- [DATA FOR ANALYSIS]:
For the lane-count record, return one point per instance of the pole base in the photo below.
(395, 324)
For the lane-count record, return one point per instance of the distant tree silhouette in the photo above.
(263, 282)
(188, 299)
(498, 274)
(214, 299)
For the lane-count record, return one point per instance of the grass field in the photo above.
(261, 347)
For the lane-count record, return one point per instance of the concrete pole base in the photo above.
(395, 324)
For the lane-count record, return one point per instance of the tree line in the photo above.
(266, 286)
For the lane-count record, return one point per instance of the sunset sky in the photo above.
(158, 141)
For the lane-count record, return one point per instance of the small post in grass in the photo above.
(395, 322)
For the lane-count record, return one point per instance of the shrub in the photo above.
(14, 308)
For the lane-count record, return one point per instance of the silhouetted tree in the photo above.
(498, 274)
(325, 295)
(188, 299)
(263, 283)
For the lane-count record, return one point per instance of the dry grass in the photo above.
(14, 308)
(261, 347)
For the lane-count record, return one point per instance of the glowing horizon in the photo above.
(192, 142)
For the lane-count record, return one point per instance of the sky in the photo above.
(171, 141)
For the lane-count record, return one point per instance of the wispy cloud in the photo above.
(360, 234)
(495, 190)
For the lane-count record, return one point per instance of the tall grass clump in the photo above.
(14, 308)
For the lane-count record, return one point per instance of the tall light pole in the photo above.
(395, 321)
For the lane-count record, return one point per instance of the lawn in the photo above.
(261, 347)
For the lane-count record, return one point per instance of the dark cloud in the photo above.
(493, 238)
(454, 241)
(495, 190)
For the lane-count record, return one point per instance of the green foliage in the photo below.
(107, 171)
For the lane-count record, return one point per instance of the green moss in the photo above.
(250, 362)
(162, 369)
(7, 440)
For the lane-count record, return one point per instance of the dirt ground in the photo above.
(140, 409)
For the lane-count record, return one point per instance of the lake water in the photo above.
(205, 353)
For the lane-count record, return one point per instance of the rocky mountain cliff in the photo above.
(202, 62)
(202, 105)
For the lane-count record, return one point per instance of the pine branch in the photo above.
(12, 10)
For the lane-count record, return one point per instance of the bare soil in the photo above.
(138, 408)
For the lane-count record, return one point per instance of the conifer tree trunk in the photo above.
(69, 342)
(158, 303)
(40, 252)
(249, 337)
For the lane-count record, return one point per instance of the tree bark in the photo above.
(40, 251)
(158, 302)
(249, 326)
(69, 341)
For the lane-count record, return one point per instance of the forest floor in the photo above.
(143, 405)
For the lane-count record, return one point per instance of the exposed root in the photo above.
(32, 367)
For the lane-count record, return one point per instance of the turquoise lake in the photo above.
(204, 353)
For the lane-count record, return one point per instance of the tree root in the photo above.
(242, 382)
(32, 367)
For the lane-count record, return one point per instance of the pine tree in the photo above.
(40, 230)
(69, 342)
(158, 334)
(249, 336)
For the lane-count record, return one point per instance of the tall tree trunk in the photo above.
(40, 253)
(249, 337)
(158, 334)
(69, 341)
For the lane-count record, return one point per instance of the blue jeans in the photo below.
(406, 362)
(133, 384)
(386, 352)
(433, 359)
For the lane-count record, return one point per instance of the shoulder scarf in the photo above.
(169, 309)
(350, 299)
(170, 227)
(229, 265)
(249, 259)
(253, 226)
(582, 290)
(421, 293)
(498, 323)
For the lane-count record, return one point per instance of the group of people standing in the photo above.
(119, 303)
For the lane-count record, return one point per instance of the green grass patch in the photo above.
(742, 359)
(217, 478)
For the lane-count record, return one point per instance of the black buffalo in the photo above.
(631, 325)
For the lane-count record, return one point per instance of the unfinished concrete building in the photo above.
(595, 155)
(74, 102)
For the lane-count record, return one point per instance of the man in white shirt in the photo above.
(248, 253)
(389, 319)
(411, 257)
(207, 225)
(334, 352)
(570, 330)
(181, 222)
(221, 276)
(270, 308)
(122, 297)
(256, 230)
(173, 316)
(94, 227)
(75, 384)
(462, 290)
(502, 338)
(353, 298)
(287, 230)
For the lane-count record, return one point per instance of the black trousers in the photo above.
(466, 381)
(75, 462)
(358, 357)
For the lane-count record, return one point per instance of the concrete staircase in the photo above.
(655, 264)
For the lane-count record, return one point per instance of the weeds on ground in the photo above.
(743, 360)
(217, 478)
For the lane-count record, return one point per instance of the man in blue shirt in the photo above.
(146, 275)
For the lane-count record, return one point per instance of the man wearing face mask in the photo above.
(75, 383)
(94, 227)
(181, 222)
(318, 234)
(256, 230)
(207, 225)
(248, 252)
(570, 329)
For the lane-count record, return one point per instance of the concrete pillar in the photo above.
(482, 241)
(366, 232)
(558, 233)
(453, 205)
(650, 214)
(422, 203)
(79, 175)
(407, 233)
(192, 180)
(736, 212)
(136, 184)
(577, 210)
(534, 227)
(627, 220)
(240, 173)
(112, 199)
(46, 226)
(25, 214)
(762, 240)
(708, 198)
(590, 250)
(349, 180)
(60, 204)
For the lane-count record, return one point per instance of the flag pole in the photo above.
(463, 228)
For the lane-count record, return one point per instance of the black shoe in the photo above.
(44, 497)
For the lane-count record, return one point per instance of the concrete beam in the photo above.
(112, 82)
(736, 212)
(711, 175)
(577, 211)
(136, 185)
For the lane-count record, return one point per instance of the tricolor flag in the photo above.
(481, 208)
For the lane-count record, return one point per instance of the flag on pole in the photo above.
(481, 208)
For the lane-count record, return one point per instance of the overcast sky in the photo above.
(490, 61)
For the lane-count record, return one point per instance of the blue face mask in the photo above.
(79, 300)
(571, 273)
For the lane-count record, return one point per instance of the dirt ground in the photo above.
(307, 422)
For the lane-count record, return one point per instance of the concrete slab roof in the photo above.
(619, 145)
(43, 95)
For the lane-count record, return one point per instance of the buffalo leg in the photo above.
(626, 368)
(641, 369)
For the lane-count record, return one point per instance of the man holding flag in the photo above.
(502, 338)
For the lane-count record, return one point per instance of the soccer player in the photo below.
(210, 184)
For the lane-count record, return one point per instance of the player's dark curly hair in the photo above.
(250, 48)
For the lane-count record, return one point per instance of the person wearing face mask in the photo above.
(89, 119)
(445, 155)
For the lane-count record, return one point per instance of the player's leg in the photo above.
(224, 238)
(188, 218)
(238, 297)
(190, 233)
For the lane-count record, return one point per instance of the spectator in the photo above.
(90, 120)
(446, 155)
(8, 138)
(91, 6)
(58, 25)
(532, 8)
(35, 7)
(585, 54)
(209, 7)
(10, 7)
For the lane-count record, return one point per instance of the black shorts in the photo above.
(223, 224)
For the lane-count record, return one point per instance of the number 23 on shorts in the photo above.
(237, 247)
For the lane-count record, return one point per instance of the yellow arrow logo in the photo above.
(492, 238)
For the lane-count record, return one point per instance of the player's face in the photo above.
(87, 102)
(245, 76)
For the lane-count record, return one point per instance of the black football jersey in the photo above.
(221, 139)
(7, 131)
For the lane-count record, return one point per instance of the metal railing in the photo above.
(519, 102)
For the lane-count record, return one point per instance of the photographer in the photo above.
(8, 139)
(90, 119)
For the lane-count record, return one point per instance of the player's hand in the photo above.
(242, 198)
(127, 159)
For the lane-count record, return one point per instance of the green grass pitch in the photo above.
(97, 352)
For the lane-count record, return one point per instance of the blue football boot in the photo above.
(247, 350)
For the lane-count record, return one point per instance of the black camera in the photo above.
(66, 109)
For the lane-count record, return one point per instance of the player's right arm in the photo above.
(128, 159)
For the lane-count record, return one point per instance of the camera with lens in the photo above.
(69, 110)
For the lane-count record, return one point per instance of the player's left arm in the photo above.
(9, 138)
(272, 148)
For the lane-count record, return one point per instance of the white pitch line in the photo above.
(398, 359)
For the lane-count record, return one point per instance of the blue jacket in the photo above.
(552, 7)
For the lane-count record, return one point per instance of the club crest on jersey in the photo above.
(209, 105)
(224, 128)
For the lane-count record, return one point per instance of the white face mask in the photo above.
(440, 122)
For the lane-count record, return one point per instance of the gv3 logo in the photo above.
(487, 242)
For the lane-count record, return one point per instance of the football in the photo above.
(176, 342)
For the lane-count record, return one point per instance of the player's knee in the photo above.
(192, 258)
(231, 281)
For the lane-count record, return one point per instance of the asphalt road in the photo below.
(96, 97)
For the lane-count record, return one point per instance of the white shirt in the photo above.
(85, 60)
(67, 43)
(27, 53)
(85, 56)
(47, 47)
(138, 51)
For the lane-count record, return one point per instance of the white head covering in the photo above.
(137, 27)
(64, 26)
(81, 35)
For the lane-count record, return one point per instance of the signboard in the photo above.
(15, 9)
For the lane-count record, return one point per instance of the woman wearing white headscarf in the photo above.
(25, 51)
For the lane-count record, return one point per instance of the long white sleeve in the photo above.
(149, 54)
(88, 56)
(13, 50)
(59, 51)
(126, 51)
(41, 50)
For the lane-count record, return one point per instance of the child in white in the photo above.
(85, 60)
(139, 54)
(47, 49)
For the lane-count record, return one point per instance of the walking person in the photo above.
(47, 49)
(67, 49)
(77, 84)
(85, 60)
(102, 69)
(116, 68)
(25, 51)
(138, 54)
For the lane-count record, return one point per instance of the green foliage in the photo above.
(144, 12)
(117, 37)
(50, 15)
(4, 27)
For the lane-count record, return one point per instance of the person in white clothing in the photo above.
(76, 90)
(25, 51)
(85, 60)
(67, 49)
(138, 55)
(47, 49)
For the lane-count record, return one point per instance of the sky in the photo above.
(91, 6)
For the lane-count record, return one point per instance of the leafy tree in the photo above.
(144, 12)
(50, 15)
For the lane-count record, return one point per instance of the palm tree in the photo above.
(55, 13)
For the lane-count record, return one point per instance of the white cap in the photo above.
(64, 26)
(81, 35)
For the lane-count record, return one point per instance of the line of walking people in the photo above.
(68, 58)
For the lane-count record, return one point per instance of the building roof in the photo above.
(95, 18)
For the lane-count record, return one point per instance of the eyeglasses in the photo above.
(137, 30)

- [PROBLEM STATEMENT]:
Each line from the one containing "building roof in the photo above." through the last line of the entries above is to be returned exactly, and no others.

- [ANSWER FOR THE TASK]:
For the lane-count record, return one point per instance of the building roof in the photo above.
(95, 18)
For the lane-count record, return one point per instance of the eyeglasses in the photo above.
(137, 30)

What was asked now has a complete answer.